— start Excerpt to read —

The following contains research notes and commentary for an upcoming tutorial "Developing Business-to-Business Websites for Cultivating Relationships and Sales" and includes original pages of reference in bibliography format. While various sources are referenced they both as samples and context -- but not necessarily identified as such.

____. Improving Your Website. (The Health Hub, Building Relationship & Revenue)

  1. A website is more than a glossy brochure or sales literature. Think of your website as one of the many ways your prospective customers want to receive information about your products. It's a communications channel that supports multiple mediums of materials.
  2. A website is a hard working part of your relationship management strategy. In many industries it's how your prospects learn about your company, it can be a cost effective way to support customers needs, and you website can serve as a data collection tool.
  3. Use your website to deliver additional value to existing customers (which includes content that assists in generating results, directory assistance related, frequently asked questions, and industry related news.) Depending on design and business objectives, websites can delivery niche specific information not available elsewhere (or partner with larger networks to reach a greater audience.)

— end Excerpt to read —
— start Dataset entries —

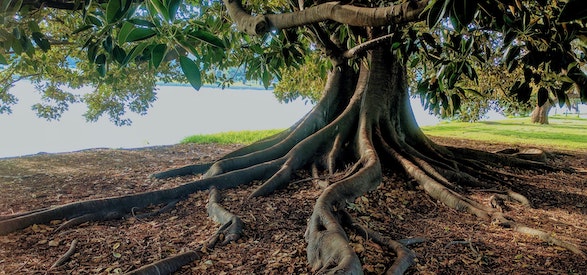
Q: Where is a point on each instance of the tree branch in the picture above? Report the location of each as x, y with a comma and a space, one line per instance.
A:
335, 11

— end Dataset entries —
— start Dataset entries —

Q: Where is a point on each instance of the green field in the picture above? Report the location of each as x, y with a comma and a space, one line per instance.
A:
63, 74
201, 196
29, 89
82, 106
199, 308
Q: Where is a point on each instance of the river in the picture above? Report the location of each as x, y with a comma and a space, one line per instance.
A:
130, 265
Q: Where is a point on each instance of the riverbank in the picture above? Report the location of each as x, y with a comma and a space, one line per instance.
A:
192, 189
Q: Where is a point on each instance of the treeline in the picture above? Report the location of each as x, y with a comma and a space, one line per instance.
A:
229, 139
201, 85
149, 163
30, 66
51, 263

— end Dataset entries —

_Goal of the exercise_.
Give again the part of the notes on business websites that opens with the words "The following contains" and closes with "identified as such.", swapping "tutorial" for "workshop". The material has no role in this work.

_Answer for the task_.
The following contains research notes and commentary for an upcoming workshop "Developing Business-to-Business Websites for Cultivating Relationships and Sales" and includes original pages of reference in bibliography format. While various sources are referenced they both as samples and context -- but not necessarily identified as such.